----- TEXTO FORNECIDO

Riscos e prêmio de Crédito

Há muitas literatura e metodologias para avaliar risco de crédito de empresas, mas já de entes subnacionais, temos muito poucos indicadores maduros e confiáveis para identificar a sua real situação financeira. O setor público, e em especial, o brasileiro, ainda está em processo de desenvolvimento desse tipo de ferramenta.

E isto fica ainda mais difícil em países desenvolvimento, pois a contabilidade pública em geral fica a reboque das mudanças estruturais e modernizantes por que passam. Assim, pode-se separar a grosso modo os entes subnacionais em três grupos: os que possuem contabilidade absolutamente correta e transparente, os que estão em desenvolvimento de uma padronização e transparência de seus registros contábeis e os que ainda não possuem uma contabilidade estruturada de forma adequada.

----------

> TAREFAS A CUMPRIR:
**a.** Registre fielmente o trecho do texto sobre risco de crédito que começa em "Há muitas literatura" e vai até "de forma adequada.", incluindo este último.
**b.** Dê prosseguimento ao texto sobre risco de crédito a partir do ponto em que ele termina.

----- LISTA DE REGISTROS

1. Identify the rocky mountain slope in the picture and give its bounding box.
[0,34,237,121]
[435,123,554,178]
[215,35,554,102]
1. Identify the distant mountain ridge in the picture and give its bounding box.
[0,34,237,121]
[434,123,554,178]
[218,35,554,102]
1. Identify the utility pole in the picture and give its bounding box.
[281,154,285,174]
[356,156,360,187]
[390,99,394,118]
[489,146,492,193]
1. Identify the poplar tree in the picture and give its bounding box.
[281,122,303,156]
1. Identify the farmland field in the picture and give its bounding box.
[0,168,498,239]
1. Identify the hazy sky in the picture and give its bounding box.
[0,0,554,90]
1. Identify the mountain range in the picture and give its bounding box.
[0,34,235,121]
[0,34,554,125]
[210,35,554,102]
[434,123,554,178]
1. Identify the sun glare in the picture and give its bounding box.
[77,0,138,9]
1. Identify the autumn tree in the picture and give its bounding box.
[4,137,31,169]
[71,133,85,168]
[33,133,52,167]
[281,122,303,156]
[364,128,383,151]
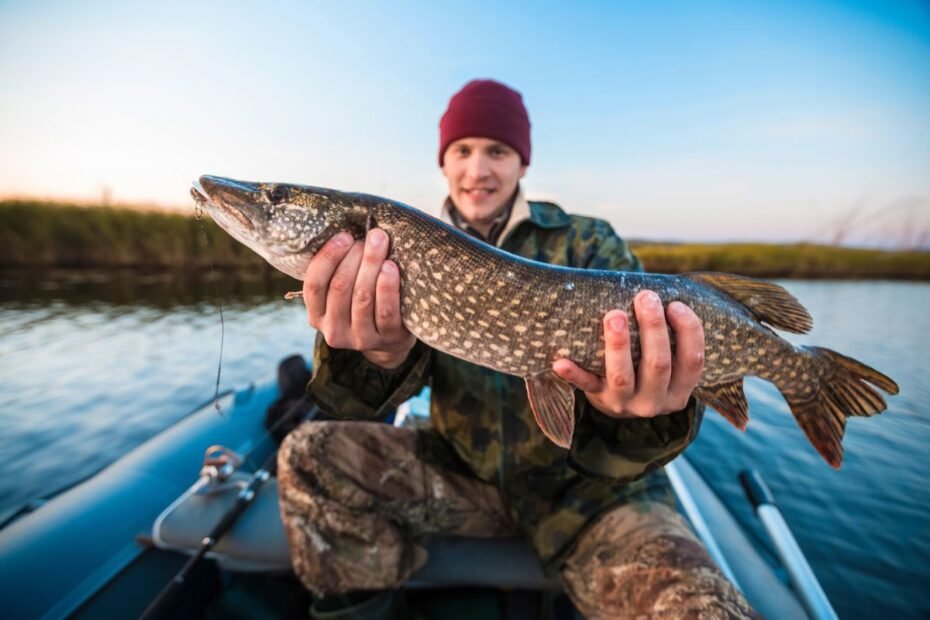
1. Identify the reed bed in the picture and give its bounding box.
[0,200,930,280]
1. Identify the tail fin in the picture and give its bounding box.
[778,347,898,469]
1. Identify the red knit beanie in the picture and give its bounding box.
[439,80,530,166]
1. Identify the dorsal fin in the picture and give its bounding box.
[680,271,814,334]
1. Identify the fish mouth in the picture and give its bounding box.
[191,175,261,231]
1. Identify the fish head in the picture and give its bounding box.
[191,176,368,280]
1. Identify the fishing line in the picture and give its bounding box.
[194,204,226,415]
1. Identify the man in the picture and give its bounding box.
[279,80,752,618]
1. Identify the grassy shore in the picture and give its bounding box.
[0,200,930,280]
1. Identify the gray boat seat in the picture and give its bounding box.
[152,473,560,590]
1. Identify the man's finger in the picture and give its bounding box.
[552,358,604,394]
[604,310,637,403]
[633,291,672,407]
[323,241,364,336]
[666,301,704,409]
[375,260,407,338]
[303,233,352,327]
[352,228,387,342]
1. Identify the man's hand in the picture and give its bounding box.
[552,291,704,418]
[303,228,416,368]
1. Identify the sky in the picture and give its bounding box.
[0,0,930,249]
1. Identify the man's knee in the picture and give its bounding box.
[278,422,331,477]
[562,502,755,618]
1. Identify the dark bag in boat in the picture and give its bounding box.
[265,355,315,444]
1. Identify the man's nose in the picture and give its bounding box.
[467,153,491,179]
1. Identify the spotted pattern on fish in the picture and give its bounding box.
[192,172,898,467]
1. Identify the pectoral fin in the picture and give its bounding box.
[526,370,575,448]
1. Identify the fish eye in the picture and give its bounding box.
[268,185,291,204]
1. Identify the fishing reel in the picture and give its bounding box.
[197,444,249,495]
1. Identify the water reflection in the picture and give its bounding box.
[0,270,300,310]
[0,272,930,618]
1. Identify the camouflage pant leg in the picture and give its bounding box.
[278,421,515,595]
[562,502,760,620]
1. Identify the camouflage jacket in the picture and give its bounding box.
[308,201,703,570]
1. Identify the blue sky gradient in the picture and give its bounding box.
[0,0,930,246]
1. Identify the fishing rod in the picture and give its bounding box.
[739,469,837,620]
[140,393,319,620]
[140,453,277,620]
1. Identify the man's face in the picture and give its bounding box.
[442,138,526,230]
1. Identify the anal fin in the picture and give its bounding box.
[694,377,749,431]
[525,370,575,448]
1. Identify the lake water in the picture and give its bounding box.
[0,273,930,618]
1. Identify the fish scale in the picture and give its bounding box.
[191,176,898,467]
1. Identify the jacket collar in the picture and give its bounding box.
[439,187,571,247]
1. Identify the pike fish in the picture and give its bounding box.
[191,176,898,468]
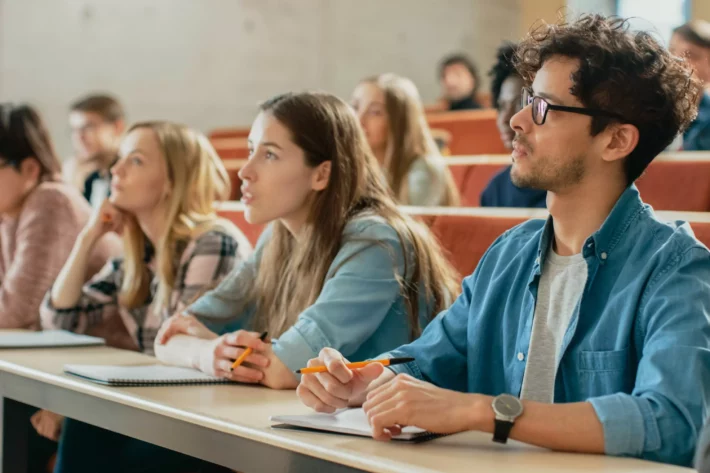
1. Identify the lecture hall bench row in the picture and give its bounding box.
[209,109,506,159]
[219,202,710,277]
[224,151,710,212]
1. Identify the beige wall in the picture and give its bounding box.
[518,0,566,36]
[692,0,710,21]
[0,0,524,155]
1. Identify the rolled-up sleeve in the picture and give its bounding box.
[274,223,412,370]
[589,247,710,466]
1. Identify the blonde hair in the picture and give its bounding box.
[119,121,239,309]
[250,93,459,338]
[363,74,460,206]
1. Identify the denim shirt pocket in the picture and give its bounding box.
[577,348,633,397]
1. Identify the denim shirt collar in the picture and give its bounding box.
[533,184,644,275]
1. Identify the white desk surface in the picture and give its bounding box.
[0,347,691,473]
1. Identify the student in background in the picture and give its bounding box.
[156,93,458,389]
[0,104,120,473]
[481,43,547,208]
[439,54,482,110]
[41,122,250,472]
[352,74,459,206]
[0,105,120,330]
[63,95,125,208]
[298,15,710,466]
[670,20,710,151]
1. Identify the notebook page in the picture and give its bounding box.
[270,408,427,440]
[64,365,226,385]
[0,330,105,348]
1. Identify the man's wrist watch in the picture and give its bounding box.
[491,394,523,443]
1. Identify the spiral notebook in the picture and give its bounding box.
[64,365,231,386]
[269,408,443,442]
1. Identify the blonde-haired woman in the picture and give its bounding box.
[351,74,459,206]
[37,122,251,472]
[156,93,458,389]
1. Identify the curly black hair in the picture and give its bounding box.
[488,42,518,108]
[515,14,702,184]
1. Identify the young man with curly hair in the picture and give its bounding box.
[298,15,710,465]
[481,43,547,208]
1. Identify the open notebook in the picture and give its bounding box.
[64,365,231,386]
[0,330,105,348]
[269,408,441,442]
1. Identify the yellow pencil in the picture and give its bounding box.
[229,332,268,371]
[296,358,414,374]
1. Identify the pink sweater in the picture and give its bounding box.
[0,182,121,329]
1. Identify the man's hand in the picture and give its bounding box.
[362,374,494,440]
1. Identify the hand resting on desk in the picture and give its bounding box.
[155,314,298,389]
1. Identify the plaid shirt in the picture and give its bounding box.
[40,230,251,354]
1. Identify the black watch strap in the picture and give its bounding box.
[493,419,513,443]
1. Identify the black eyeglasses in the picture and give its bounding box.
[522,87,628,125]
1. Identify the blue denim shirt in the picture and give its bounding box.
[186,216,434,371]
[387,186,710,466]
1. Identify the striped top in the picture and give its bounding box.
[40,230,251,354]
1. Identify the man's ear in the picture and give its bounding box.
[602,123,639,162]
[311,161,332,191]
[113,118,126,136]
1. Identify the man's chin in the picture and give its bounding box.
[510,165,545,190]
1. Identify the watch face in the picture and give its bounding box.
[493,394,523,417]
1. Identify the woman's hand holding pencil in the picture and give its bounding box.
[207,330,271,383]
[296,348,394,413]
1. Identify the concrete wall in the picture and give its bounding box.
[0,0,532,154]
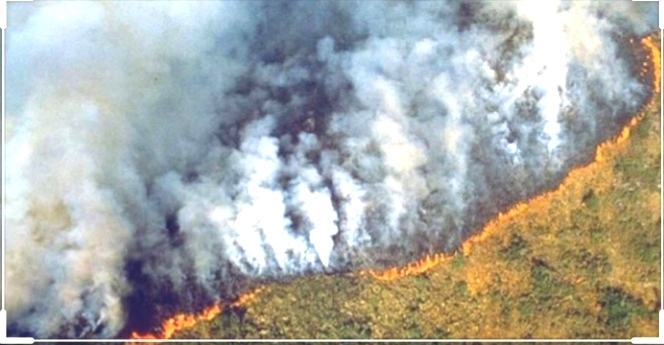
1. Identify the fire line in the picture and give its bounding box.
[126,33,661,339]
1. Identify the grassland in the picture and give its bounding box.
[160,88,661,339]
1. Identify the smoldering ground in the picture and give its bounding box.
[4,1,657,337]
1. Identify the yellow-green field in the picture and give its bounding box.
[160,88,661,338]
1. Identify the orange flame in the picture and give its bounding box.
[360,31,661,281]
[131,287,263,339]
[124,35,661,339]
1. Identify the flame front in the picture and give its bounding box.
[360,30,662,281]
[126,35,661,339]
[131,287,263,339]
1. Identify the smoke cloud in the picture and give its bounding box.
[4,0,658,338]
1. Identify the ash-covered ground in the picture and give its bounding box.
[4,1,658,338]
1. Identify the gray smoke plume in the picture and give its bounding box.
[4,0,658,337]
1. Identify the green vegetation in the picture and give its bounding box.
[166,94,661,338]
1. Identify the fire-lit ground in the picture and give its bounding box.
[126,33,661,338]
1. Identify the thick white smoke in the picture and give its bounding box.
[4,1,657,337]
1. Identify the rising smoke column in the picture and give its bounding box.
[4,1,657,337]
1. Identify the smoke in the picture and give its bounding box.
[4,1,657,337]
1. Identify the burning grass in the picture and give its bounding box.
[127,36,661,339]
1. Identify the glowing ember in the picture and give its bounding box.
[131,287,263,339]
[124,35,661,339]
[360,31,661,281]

----------
----- LISTA DE REGISTROS

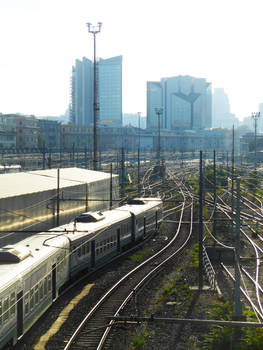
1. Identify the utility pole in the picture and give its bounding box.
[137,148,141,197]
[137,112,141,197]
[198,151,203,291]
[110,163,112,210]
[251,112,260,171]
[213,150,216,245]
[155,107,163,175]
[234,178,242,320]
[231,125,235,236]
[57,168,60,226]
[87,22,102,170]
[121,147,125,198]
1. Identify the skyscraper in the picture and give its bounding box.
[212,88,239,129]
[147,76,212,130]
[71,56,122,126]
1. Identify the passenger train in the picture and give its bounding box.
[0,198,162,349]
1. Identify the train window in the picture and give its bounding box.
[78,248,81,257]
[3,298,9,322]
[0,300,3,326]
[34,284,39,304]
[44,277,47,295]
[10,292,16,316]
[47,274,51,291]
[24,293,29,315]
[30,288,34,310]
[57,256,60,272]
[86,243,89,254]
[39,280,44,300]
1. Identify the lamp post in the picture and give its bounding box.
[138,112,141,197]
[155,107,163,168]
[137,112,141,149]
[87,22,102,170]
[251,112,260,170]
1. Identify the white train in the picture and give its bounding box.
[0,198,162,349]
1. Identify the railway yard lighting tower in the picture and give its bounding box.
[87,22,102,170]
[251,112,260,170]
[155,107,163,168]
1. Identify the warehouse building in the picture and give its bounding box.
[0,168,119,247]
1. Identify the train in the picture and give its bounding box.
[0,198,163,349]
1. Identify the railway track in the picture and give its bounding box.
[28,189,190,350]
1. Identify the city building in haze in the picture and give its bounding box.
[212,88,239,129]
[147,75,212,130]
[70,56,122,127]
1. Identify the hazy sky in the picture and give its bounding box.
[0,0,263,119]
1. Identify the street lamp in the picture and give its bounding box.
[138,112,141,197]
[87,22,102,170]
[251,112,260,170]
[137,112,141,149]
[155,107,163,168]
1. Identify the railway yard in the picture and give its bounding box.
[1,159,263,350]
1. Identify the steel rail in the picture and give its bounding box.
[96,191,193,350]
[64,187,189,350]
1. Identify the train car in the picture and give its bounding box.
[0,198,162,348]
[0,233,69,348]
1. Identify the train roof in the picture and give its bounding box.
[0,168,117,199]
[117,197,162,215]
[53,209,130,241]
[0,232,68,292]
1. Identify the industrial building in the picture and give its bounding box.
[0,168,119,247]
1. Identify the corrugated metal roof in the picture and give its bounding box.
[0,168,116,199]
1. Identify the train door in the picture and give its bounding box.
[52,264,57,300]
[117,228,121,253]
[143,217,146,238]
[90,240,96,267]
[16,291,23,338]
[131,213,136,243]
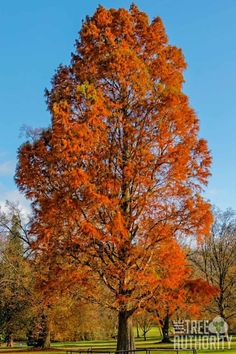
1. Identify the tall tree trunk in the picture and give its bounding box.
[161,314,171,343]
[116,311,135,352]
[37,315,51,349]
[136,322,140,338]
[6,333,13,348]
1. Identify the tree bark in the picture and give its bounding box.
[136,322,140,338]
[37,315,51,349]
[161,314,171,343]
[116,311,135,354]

----------

> RESULTADOS EM ORDEM:
**a.**
Há muitas literatura e metodologias para avaliar risco de crédito de empresas, mas já de entes subnacionais, temos muito poucos indicadores maduros e confiáveis para identificar a sua real situação financeira. O setor público, e em especial, o brasileiro, ainda está em processo de desenvolvimento desse tipo de ferramenta.

E isto fica ainda mais difícil em países desenvolvimento, pois a contabilidade pública em geral fica a reboque das mudanças estruturais e modernizantes por que passam. Assim, pode-se separar a grosso modo os entes subnacionais em três grupos: os que possuem contabilidade absolutamente correta e transparente, os que estão em desenvolvimento de uma padronização e transparência de seus registros contábeis e os que ainda não possuem uma contabilidade estruturada de forma adequada.

**b.**
O Brasil, felizmente, já se encontra no segundo grupo e, nos últimos 20 anos, vem apresentando um acelerado processo de desenvolvimento de seus registros contábeis. Após padronizar um plano de contas único para todo o setor público e os demonstrativos contábeis vem tentando paulatinamente induzido pela Secretaria do Tesouro Nacional, a avançar na melhora da qualidade dos registros contábeis. Destaco entre os muitos mecanismos de avanço institucional a implementação da Matriz de Saldos Contábeis, que faz uma espécie de controle cruzado nos registros contábeis subnacionais. Entretanto, infelizmente, ainda não se conseguiu chegar ao padrão dos países mais desenvolvidos, como muito bem pontuaram Felipe Salto e Mansueto Almeida na obra: “Finanças públicas: Da contabilidade criativa ao resgate da credibilidade”.

Teresa Ter-Minassian e Jon Craig[i], em seus estudos, apontam que o controle do endividamento público subnacional pode ser classificado em quatro modelos: 

1. controle cooperativo (cooperative approach) - com adoção de uma contabilidade pública uniforme em âmbito nacional, por meio da negociação de limites e condições entre governo central e governos subnacionais; 

2. controle normativo (ruled-based approach) - por meios de normas preestabelecidas em lei ou na própria Constituição;

3. o controle direto pelo governo central (direct control of the central government); 4. o controle estritamente de mercado (market discipline).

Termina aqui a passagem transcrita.